» **Prompt A**: In the forum excerpt on resource safety for networked programs, which programming language is given as an example that guarantees the complexity of its programs?
» **Prompt B**: Carry the forum excerpt on resource safety for networked programs forward from its final sentence.

» **Excerpt**:
Start of Block
I really like that idea of

I really like that idea of an 'e-wallet' that pays for CPU and bandwidth time taken. Sounds like the way to go.

Free services could be protected by the same technology that does the CPU time and bandwidth accounting for paid services.

Object capability security

can handle fine-grained resource scheduling, but solving this is only one half of the problem.

The other half is complexity on the OTHER side of the interface: whether a constructed type, evaluated as a program on the server, will exceed allocated resources. Maybe we don't want to allow users to construct types that can't actually be executed without timing out. Speaking from personal experience, this is a very good question to be asking in the context of visual languages that allow ad-hoc program composition. Object capability security helps, but it is not the whole story.

Safety comes in many forms

There are many ways to guarantee and define "safety". One example is Neil Jones's WHILE programming language, which guarantees the complexity of its programs.

A good practical discussion of main stream query languages (based on SQL-92) is given in parts of LtU member Vadim Tropashko's book SQL Design Patterns, where he discusses ways a DBA can write a query to guard against possible DoS attack vectors. In many ways, his points highlight deficiencies in the syntax of SQL and it is not too far of a leap to then consider what syntax could accomodate real world use cases.

Networking Named Content:

Networking Named Content: was just reading this paper, which covers a completely different networking architecture from our current IP-based structure. It's connected with languages in a few ways:

  1. Our current architecture is based around identity, ala objects; we currently take many pains to get around this and distribute objects to spread load. Content-based networking instead provides value semantics which is naturally distributed, and it achieves this by requiring idempotent data packets which provide pervasive caching, and naturally localizes data flow (this would seem to at least severely reduce DDoS vulnerability).
End of Block
» **Input data**:
Start of Block
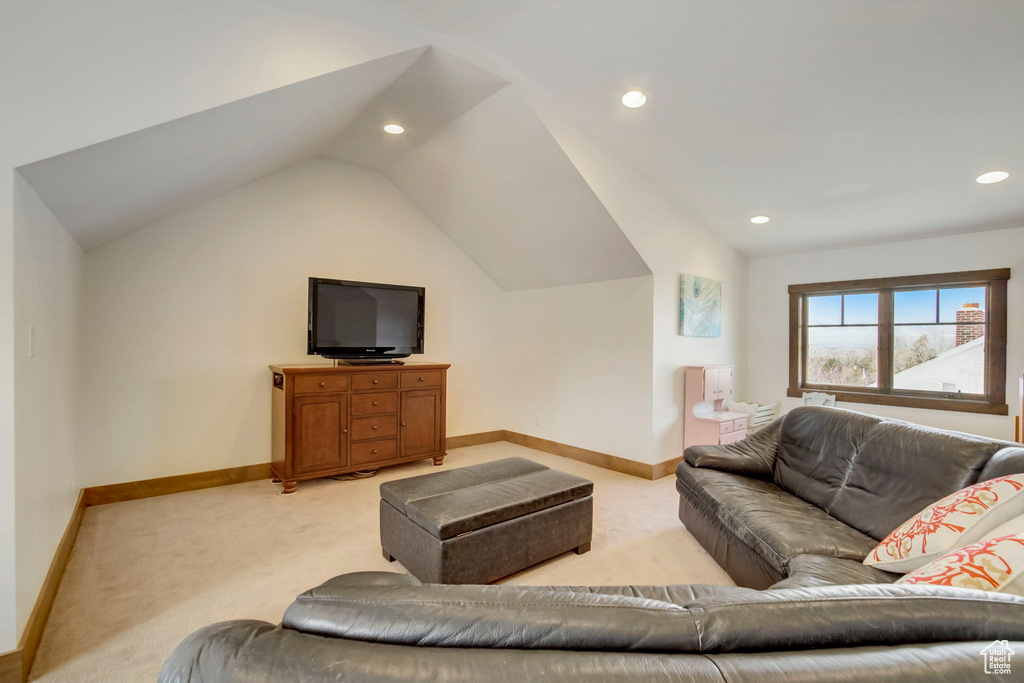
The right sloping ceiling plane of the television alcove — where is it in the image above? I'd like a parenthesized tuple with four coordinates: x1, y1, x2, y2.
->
End of Block
» **Task answer A**: Neil Jones's WHILE programming language.

» **Task answer B**:
  2. All content is published in a structured hierarchical form, and it can be queried using a restricted language so clients can specify more precisely to each node in the search what fragment of content they're interested in without having to pull a large block of data across the network (Section 3.2, 3.3). This is connected to remote code execution/promise pipelining as discussed in this thread.
  3. The security properties look interesting as well, given its pervasive use of crypto. It provides a natural expression of delegation and so can expression capability as in the Waterken server, and even can express secure introduction ala httpsy (Section 5.2.2).

So while functional languages are expanding into current identity-based, imperative infrastructure, our infrastructure might be moving towards more a functional foundation. Interesting times!

+1

Highly interesting stuff, and I too have found it to be related to PLT.

Relatedly, my favorite quote on the interplay between languages and networking is Dan Connolly's:

Uniform Resource Locator is just the result of squeezing the term object reference through the IETF standardization process.

the related work section caught my eye

nasking: our infrastructure might be moving towards a more functional foundation.

I've been working full time in that infrastructure space the last four years, on dedup for WAN optimization. I only skimmed the paper, but I looked more closely at the section 7 on related work, which mentions both distributed hash tables and caching to reduce redundant content transmission. Yep, that's the right perspective. Actually I've been doing mainly caching for content distribution since 2001, and this has a functional note to it, and requires careful definition of what is meant by identity (since naming and cache invalidation are two classic hard problems).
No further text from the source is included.